Exercise instructions:
Copy the following lines out precisely as they appear, changing nothing.

(Region annotation entries)
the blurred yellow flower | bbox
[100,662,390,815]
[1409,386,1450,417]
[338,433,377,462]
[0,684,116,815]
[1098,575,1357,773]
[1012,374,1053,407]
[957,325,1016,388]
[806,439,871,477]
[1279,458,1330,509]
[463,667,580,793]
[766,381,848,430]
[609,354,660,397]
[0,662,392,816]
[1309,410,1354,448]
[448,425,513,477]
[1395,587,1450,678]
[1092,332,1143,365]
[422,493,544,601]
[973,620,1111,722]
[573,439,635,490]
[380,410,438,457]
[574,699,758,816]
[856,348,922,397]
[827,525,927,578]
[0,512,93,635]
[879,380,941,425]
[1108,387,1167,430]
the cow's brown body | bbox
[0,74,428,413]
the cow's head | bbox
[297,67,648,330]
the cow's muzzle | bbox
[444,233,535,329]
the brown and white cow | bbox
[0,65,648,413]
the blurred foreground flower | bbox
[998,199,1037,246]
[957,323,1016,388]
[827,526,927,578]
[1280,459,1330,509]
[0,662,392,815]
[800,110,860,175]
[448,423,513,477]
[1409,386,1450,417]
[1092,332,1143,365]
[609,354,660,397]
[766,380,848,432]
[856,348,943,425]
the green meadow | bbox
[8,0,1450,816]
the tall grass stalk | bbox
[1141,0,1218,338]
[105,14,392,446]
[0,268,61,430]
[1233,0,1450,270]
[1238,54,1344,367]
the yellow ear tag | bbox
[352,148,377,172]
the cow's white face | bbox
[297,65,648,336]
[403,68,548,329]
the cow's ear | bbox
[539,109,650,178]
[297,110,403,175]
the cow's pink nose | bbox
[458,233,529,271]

Exercise response:
the blurred yellow flower | bbox
[100,662,390,815]
[1409,386,1450,417]
[338,433,377,462]
[0,684,116,815]
[1098,575,1357,773]
[1012,374,1053,407]
[957,325,1016,388]
[806,439,871,477]
[1279,458,1330,509]
[463,667,580,793]
[766,381,848,430]
[609,354,660,397]
[0,662,392,816]
[1309,410,1354,448]
[448,425,513,477]
[1395,587,1450,678]
[1092,332,1143,365]
[422,493,544,601]
[973,620,1111,722]
[573,439,635,490]
[380,410,438,457]
[574,699,758,816]
[856,348,922,397]
[827,525,927,578]
[0,512,93,635]
[879,380,941,425]
[1108,387,1167,430]
the cow's brown body | bbox
[0,74,428,413]
the cow's head | bbox
[297,67,648,330]
the cow's muzzle | bbox
[444,233,535,329]
the brown and white cow | bbox
[0,65,648,413]
the blurred foreground flower | bbox
[998,199,1037,246]
[957,323,1016,388]
[827,526,927,578]
[1280,459,1330,509]
[0,662,392,815]
[800,110,860,175]
[448,423,513,477]
[1409,386,1450,417]
[1092,332,1143,365]
[609,354,660,397]
[766,380,848,432]
[856,348,943,425]
the green meadow | bbox
[8,0,1450,816]
the tall grass stalk | bbox
[1141,0,1218,338]
[105,14,392,446]
[0,268,61,430]
[1233,0,1450,270]
[1238,54,1344,367]
the yellow ear tag | bbox
[352,148,377,172]
the cow's white face | bbox
[297,65,648,336]
[403,68,548,329]
the cow's ear | bbox
[539,109,650,178]
[297,110,403,175]
the cow's pink nose | bbox
[458,233,529,271]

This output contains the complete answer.